An MLX-native toolkit for understanding and reshaping how language models behave on Apple Silicon.
Named after Sébastien Le Prestre de Vauban, the military engineer who worked both siege and fortification. Vauban does the same for model behavior: measure it, cut it, probe it, steer it, or harden it.
Vauban is a TOML-first CLI for workflows built around activation-space geometry:
- measure behavioral directions from model activations
- cut or sparsify those directions in weights
- probe and steer models at runtime
- map refusal surfaces before and after intervention
- run defense, sanitization, optimization, and attack loops
The primary interface is not a pile of subcommands. It is:
vauban <config.toml>All pipeline behavior lives in the TOML file.
- Apple Silicon Mac
- Python 3.12+
- uv
Install the released CLI:
uv tool install vaubanIf your shell cannot find vauban, update your shell config once:
uv tool update-shellThen open a new shell and check the command:
vauban --help
vauban man quickstart
vauban tree --helpFor development from this repo:
uv tool install --editable .Start with the built-in manual:
vauban man
vauban man quickstart
vauban man commandsScaffold a starter config:
vauban init --mode default --output run.tomlThe verified scaffolded modes are:
cast, circuit, default, depth, detect, features, optimize, probe, sic, softprompt, steer, surface
Validate before a real run:
vauban --validate run.tomlThen run the pipeline:
vauban run.tomlBy default, output goes to output/ relative to the TOML file.
This is the minimal config the code accepts for the default pipeline:
[model]
path = "mlx-community/Llama-3.2-3B-Instruct-4bit"
[data]
harmful = "default"
harmless = "default"[model].path is required.
[data].harmful and [data].harmless are required for most runs. "default" uses Vauban's bundled prompt sets.
You can also choose the output directory explicitly:
[output]
dir = "runs/baseline"Vauban has built-in experiment lineage tracking through an optional [meta] section. This metadata does not change pipeline execution. It exists so you can organize runs as a tech tree.
Minimal example:
[meta]
id = "cut-alpha-1"

:: EXTRACTED DATA ::
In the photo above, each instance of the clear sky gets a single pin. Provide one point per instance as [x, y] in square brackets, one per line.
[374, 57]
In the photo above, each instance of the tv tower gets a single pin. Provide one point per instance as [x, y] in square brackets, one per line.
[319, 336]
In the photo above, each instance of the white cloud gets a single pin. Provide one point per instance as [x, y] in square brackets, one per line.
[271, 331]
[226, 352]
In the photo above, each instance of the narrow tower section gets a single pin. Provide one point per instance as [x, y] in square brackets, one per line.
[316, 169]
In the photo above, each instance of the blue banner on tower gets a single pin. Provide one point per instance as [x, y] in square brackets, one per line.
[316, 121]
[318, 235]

:: WORK INSTRUCTIONS ::
**1)** Put this sentence from the Vauban passage into Spanish: "By default, output goes to output/ relative to the TOML file."
**2)** Carry on the Vauban passage from its last line.
The data plays no part in this work.

:: ANSWERS TO THE TASKS ::
**1)** De forma predeterminada, la salida va a output/ en relación con el archivo TOML.

**2)**
title = "Baseline cut, alpha 1.0"
status = "baseline"
parents = ["measure-v1"]
tags = ["cut", "baseline"]
date = 2026-03-02
notes = "First stable reference run."Verified status values are:
archived, baseline, dead_end, promising, superseded, wip
If [meta].id is omitted, Vauban uses the TOML filename stem.
Render the tree from a directory of TOML configs:
vauban tree experiments/
vauban tree experiments/ --format mermaid
vauban tree experiments/ --status promising
vauban tree experiments/ --tag gcgEach run also appends an experiment_log.jsonl file inside the configured output directory with the resolved config path, pipeline mode, report files, metrics, and selected [meta] fields.
vauban <config.toml> loads one TOML file and decides what to do from the sections you include.
The default path is:
- measure
- cut
- export
You extend that run by adding more sections. Common examples:
[eval]adds post-cut evaluation reports.[surface]adds before/after refusal-surface mapping.[detect]adds hardening detection during measurement.- some sections switch Vauban into dedicated mode-specific runs instead of the default pipeline.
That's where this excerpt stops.